Output only the span of lines that begins at the line containing "Where can you spot the red and" and ends at the last line of the data, both included, exactly as they appear.

# # #

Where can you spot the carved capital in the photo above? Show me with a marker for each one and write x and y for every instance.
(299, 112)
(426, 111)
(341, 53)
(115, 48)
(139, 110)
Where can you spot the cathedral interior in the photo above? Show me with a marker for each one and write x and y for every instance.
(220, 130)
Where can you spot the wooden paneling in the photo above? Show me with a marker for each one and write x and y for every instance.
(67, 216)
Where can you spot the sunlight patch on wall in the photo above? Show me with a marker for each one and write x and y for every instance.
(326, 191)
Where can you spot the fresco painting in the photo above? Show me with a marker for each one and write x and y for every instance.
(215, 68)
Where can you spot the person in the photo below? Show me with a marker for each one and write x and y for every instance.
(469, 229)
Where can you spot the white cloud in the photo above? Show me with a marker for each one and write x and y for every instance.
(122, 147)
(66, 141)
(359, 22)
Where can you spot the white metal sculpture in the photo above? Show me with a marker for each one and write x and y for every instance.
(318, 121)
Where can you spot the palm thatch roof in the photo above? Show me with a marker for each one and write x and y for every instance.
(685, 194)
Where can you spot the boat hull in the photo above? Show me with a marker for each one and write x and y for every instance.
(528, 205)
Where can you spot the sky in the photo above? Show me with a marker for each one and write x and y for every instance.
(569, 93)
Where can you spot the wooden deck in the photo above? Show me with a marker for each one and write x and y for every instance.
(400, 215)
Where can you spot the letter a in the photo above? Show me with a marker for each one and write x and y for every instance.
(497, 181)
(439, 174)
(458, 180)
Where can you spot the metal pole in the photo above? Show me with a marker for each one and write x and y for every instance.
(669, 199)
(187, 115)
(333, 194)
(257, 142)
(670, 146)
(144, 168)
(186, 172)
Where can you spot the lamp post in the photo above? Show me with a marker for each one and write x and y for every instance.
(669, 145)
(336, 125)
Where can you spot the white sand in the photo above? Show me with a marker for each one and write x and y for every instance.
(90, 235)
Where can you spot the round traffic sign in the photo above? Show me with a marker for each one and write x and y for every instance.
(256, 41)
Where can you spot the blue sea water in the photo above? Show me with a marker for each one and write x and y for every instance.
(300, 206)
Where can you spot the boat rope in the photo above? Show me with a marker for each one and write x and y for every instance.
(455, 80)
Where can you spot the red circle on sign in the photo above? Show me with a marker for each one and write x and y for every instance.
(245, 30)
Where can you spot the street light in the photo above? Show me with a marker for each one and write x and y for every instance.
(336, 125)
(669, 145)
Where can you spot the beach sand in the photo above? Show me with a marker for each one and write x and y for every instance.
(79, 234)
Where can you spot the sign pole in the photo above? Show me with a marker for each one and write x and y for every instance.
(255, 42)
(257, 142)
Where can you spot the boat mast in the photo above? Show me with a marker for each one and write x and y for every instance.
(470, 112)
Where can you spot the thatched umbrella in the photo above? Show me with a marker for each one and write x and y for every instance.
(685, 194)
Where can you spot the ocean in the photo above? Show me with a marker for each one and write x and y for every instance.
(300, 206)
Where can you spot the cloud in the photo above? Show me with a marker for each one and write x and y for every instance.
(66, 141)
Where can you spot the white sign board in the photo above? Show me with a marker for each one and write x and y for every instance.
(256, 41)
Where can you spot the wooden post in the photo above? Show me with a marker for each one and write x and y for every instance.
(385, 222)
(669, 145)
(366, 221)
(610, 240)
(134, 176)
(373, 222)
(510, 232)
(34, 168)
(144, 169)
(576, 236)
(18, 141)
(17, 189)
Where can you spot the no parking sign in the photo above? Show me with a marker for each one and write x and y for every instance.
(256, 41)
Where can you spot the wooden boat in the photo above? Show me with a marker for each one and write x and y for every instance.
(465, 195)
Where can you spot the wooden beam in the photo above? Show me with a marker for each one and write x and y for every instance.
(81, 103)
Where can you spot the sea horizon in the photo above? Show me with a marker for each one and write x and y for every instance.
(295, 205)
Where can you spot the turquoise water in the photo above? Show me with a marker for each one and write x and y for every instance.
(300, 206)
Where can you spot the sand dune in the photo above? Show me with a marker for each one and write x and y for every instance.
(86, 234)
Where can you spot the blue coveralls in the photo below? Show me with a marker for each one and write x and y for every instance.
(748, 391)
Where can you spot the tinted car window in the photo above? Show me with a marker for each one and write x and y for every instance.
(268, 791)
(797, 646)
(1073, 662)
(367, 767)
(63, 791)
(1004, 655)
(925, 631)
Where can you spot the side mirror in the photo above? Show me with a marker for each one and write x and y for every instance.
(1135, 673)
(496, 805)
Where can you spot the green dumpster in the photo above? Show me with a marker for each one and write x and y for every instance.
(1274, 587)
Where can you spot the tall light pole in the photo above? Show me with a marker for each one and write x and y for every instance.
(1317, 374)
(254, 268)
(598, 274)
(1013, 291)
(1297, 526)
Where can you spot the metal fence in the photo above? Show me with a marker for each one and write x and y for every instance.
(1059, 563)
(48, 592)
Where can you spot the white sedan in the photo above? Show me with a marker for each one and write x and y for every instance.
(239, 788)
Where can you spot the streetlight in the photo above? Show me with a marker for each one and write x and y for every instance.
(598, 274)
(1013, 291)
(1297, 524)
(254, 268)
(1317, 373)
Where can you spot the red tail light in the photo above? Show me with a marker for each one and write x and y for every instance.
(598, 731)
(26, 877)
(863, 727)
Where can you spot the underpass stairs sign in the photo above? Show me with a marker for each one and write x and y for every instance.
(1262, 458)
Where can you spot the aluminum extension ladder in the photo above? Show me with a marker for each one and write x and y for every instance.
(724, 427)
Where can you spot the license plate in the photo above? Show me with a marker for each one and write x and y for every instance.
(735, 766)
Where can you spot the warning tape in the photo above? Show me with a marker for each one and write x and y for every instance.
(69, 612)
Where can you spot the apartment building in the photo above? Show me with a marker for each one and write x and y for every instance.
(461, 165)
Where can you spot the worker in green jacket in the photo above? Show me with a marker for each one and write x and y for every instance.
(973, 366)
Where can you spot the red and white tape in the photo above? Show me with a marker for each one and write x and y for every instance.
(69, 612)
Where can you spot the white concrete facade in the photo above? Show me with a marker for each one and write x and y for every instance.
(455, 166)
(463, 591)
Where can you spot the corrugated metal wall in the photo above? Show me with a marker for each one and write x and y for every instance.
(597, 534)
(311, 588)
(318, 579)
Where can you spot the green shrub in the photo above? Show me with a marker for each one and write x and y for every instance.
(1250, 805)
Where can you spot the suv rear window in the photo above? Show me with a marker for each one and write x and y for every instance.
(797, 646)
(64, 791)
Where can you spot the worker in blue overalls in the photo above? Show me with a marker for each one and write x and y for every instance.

# # #

◆ FINAL RESULT ◆
Where can you spot the red and white tape in the photo above? Show me with a marker for each one and write x and y for every instance.
(69, 612)
Where can you spot the white concrete facade in the photo above? Show me with a marker for each one and write x and y for every instance.
(455, 166)
(463, 591)
Where can you spot the corrugated metal wall in the photo above? Show me with a marker for each one and write x and y for every instance.
(597, 534)
(311, 588)
(318, 579)
Where can you spot the green shrub in the photo above? Show me with a marker for each one and write x and y for every instance.
(1250, 805)
Where can you spot the suv rear window in the photo above? Show me with a marker for each one and write x and y for every instance.
(797, 646)
(64, 791)
Where can you spot the worker in blue overalls in the photo above? Show me with a marker for each one and write x and y for every instance.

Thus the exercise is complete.